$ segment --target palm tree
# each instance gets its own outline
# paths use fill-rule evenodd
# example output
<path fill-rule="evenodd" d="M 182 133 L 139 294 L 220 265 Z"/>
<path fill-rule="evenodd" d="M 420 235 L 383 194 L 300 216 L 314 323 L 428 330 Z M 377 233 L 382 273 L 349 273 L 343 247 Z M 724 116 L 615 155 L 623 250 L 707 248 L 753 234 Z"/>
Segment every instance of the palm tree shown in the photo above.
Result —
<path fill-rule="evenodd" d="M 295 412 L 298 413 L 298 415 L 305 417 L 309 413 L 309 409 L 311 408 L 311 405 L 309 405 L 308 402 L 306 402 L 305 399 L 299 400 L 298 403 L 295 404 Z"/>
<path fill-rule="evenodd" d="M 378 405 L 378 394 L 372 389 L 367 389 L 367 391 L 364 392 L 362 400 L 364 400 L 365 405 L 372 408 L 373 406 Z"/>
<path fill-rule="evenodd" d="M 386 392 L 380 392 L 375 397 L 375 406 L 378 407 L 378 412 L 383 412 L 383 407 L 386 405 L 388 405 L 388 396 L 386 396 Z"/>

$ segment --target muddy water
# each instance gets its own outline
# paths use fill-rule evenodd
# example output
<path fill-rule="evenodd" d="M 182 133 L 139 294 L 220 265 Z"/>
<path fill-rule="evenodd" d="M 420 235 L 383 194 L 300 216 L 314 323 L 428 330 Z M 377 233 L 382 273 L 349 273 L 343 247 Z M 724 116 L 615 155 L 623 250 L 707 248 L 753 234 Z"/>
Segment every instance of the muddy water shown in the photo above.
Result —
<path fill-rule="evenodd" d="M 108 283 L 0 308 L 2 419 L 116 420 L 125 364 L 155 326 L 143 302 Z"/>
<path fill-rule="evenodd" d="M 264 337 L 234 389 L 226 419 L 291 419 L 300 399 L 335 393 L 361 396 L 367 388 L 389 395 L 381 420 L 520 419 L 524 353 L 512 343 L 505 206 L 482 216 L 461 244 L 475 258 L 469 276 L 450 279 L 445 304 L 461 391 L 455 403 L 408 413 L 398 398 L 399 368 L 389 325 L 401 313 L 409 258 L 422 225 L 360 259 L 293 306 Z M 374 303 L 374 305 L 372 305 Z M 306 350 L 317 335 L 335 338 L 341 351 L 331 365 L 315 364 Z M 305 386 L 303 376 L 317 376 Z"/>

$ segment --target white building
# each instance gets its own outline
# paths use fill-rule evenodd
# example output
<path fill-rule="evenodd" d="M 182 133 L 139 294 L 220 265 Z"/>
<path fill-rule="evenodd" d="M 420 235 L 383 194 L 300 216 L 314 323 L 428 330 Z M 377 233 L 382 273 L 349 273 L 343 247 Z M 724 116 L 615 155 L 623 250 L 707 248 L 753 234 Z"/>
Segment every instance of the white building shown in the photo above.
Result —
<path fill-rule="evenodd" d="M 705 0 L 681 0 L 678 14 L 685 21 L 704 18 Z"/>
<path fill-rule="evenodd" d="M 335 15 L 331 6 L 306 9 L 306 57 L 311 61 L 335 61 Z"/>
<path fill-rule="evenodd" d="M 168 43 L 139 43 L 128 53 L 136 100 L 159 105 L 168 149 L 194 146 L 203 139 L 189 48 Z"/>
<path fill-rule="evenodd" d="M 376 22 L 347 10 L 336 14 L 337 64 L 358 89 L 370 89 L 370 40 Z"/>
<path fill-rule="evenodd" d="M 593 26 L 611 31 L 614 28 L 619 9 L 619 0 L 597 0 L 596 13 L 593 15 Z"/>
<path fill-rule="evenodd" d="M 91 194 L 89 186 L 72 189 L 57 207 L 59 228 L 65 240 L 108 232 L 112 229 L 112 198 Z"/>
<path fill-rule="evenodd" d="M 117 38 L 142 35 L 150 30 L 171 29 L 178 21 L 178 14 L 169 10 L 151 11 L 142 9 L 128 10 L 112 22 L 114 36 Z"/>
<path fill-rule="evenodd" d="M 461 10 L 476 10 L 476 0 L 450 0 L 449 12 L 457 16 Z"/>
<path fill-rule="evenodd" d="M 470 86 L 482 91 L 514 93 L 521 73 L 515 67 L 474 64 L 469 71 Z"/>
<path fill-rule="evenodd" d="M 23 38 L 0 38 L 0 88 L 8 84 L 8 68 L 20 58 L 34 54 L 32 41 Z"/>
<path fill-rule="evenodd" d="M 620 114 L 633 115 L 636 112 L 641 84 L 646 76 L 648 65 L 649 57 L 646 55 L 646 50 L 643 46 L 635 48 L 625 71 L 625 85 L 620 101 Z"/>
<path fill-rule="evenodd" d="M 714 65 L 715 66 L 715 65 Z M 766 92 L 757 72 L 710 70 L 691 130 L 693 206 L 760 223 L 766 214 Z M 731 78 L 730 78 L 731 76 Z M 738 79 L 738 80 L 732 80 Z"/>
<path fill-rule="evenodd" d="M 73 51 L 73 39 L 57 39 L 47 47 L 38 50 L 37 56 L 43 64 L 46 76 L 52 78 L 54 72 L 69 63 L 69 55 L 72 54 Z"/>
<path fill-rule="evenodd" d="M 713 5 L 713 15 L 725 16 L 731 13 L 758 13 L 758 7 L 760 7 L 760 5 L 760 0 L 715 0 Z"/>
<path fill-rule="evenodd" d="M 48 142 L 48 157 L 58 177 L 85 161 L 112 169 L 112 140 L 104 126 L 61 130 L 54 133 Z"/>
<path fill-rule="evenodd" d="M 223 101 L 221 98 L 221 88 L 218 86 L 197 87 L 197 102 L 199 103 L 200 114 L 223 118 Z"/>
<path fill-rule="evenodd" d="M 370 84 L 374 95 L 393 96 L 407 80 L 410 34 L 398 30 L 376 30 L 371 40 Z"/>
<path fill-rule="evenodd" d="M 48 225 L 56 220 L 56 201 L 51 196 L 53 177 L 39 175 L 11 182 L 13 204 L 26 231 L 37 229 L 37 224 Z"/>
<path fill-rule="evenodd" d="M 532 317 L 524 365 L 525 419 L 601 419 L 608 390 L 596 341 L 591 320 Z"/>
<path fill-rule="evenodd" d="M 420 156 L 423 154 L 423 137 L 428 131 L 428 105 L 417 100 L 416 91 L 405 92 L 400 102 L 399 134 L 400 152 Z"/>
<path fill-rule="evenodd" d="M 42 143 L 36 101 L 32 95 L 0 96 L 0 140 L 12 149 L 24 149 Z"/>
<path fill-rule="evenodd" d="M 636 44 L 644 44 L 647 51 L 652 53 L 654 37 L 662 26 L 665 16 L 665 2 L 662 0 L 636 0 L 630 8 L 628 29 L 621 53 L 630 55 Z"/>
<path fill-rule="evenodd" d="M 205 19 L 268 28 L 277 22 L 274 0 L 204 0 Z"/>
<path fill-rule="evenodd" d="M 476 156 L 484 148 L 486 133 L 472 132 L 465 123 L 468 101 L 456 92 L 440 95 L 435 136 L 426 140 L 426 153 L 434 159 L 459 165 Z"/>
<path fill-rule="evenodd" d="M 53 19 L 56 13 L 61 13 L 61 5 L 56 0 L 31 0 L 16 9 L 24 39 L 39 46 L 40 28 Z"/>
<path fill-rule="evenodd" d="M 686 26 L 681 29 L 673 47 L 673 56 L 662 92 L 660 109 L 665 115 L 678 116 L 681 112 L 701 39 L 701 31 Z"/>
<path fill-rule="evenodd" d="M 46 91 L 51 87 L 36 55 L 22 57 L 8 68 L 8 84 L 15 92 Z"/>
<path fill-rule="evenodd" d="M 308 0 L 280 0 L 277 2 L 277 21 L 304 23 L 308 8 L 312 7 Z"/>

> **Task requirements**
Please state how many lines in the material above include the word "palm". Nothing but the number is wanted.

> **Solution to the exercise**
2